# Text provided
Last May, Trent Bunderson and Chris Pannkuk conducted an informal food price survey in Malawi and Afghanistan. Bunderson, a project associate with Washington State University’s International Programs, has worked in Africa for more than 25 years with local farmers on agronomic and agroforestry projects. Pannkuk is director of international research for WSU. At the time, he was wrapping up a project in eastern Afghanistan that promoted alternative livelihoods to the prevalent opium poppy production.

Bunderson and Pannkuk found that in the local markets, where most people of those regions generally buy their food, the price of staple foods had doubled since January.

“We asked them why” says Pannkuk. “They said, ‘we’re not storing it here.'” Thus, local populations are dependent on merchants bringing the staples in from other areas. Farmers sell their excess crop at harvest, and small traders bring staples back as needed, at inflated costs.

In other words, those local markets in Malawi and Afghanistan are feeling the same reverberations in the world food markets that you felt last week at the grocery store–though considerably more directly.

Certainly, comparing food prices in Malawi, Afghanistan, and Seattle is something like comparing the role of, say, either Pacific salmon or cassava in the respective economies and diets.

For one thing, according to the United Nation’s Food and Agriculture Organization (FAO), people throughout the developing world typically spend 60 percent of their incomes on food. In the United States that number is less than 10 percent. In July 2008, the FAO’s food price index was 37 percent higher than a year before.

In contrast, food prices overall in the United States rose less than six percent over the same period. That relatively modest rise was a result of retailers absorbing much of the increase in commodity prices. Wheat, for example, was up over 80 percent, soybeans 73 percent, corn 47 percent, peas 63 percent, rice 50 percent, and lentils 148 percent.

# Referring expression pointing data
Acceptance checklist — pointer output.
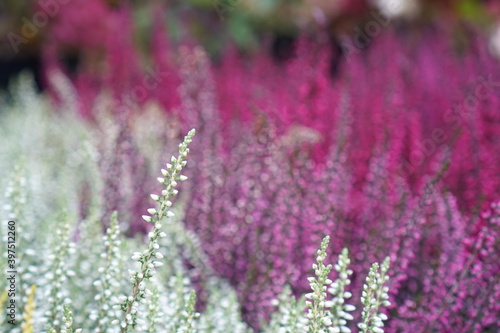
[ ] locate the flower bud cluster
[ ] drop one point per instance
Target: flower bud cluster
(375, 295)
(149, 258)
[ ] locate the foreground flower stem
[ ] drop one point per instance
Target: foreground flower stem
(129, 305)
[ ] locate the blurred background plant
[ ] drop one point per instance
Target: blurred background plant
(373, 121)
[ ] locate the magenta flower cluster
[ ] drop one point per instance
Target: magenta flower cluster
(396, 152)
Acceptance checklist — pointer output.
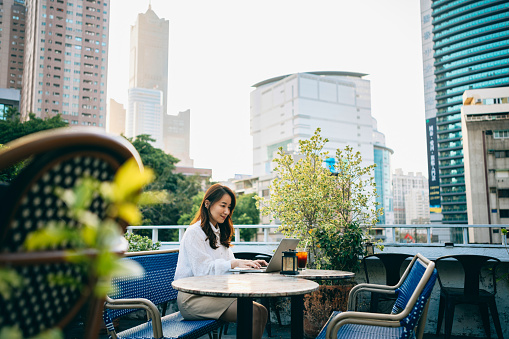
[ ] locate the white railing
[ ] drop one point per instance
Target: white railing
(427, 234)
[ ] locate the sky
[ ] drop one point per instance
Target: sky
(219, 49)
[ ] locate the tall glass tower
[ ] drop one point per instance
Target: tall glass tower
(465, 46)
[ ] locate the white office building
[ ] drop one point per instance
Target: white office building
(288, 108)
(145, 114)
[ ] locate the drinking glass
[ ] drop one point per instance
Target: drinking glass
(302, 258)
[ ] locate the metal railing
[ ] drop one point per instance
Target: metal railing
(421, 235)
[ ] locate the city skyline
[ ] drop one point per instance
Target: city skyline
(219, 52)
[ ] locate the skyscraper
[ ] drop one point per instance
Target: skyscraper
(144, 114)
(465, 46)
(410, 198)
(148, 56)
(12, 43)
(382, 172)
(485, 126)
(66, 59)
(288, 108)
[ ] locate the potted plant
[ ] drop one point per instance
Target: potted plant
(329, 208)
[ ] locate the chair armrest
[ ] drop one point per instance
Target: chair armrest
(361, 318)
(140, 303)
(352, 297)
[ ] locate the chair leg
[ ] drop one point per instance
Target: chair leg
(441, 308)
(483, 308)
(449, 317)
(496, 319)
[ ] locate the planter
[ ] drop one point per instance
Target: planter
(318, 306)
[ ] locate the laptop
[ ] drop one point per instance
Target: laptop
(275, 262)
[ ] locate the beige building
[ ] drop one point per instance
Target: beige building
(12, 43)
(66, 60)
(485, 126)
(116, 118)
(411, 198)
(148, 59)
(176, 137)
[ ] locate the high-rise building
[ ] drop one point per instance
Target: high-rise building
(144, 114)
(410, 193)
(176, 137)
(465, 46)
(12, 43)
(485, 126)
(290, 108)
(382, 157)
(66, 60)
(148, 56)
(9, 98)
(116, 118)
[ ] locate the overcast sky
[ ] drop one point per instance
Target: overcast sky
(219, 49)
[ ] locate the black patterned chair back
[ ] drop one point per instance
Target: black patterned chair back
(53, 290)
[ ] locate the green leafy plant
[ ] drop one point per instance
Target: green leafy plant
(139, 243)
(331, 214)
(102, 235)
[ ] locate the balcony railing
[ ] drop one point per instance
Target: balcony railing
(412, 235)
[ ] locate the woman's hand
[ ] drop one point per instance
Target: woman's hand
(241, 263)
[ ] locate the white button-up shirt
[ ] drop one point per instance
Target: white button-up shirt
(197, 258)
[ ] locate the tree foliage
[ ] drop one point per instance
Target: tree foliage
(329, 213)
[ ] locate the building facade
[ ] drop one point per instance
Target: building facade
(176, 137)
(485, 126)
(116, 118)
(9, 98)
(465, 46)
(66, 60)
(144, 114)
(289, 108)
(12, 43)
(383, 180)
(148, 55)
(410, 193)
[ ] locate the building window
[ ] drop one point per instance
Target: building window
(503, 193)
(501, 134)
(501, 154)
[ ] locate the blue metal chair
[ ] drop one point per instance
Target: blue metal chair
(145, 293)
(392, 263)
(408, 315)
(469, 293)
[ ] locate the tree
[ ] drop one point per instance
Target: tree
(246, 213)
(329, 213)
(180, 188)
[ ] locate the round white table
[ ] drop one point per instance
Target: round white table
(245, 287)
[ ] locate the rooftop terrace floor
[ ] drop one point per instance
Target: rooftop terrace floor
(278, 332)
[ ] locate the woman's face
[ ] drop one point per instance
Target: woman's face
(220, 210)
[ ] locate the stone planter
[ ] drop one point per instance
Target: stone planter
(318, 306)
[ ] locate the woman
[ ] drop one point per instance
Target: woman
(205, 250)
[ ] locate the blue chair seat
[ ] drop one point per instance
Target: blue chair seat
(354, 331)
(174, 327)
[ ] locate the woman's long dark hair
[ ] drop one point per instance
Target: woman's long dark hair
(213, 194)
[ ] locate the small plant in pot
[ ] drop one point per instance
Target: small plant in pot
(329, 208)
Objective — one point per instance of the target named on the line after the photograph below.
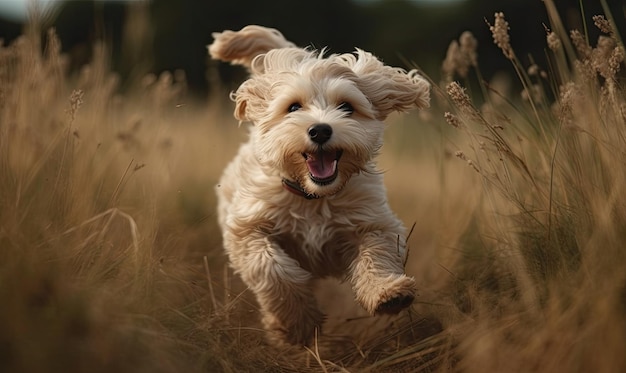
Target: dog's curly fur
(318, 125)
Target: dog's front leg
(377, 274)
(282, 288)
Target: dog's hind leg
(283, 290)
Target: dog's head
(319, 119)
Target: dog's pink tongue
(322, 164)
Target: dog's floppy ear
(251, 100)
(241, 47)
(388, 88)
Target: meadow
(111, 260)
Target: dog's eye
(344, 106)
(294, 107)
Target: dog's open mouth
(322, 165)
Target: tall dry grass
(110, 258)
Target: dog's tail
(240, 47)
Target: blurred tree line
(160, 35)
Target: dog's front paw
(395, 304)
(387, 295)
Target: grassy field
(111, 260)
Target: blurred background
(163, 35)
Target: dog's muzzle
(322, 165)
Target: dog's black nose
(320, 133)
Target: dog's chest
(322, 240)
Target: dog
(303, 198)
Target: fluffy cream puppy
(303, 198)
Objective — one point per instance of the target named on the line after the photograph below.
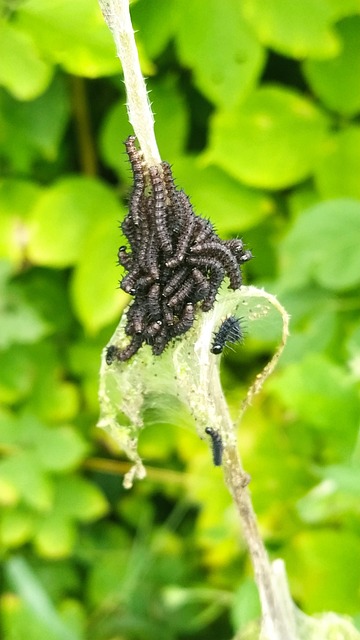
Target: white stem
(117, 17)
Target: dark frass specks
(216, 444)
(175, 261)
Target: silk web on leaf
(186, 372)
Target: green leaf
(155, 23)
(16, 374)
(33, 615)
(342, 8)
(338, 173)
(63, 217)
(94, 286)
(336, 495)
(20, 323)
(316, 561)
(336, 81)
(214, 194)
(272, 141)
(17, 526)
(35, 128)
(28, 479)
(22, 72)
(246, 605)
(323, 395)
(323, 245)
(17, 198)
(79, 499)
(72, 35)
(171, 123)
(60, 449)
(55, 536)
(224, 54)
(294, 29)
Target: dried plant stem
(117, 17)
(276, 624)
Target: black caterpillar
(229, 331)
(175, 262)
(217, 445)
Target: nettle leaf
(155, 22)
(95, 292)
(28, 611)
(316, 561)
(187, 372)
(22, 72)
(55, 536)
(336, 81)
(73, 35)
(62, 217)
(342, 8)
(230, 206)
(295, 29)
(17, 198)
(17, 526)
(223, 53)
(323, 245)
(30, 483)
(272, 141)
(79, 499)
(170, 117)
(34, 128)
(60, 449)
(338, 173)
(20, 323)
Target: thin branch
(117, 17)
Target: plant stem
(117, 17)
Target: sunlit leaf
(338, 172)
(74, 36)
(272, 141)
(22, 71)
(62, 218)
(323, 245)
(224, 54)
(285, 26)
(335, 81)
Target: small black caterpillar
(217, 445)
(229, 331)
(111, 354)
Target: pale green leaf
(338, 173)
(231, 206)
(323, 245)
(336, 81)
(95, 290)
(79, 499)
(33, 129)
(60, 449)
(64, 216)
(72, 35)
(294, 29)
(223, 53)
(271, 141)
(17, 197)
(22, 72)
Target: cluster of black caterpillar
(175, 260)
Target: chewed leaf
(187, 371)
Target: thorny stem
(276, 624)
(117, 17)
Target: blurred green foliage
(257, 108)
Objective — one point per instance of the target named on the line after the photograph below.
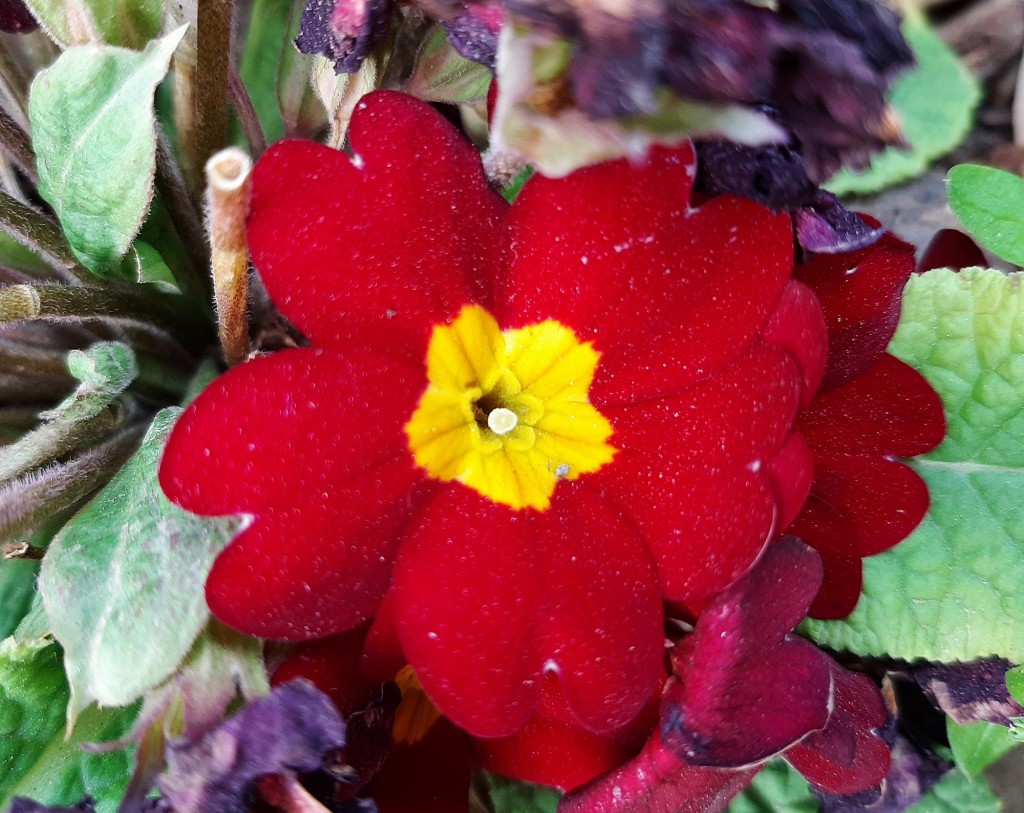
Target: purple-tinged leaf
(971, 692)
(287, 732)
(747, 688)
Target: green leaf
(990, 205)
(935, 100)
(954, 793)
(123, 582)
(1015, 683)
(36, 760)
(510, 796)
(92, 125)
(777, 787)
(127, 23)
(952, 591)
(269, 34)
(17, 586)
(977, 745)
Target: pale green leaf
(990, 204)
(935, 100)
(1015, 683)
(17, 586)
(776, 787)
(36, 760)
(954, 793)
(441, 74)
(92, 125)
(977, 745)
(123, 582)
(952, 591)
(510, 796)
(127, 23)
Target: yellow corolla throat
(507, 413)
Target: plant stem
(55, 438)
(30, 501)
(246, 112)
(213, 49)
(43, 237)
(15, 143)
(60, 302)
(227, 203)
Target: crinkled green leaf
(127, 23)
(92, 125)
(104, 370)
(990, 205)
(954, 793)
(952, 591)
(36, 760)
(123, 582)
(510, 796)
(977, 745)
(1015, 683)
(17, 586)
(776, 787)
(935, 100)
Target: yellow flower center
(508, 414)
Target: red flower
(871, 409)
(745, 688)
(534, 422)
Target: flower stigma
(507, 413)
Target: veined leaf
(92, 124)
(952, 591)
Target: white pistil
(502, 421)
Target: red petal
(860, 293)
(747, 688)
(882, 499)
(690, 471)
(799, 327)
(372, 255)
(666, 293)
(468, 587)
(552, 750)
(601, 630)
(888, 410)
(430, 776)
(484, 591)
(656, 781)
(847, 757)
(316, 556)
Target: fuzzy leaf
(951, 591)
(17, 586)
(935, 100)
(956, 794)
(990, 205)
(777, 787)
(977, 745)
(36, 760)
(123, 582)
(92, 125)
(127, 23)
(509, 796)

# List of tasks
1 - According to the article on food prices, why did overall food prices in the United States rise by less than six percent while commodity prices climbed much more?
2 - In the article on food prices, switch "Seattle" to "Spokane" and give the passage again, beginning at the words "Certainly, comparing food" and stopping after "a year before.".

# Solutions below
1 - The rise in U.S. food prices stayed relatively modest because retailers absorbed much of the increase in commodity prices.

2 -
Certainly, comparing food prices in Malawi, Afghanistan, and Spokane is something like comparing the role of, say, either Pacific salmon or cassava in the respective economies and diets.

For one thing, according to the United Nation’s Food and Agriculture Organization (FAO), people throughout the developing world typically spend 60 percent of their incomes on food. In the United States that number is less than 10 percent. In July 2008, the FAO’s food price index was 37 percent higher than a year before.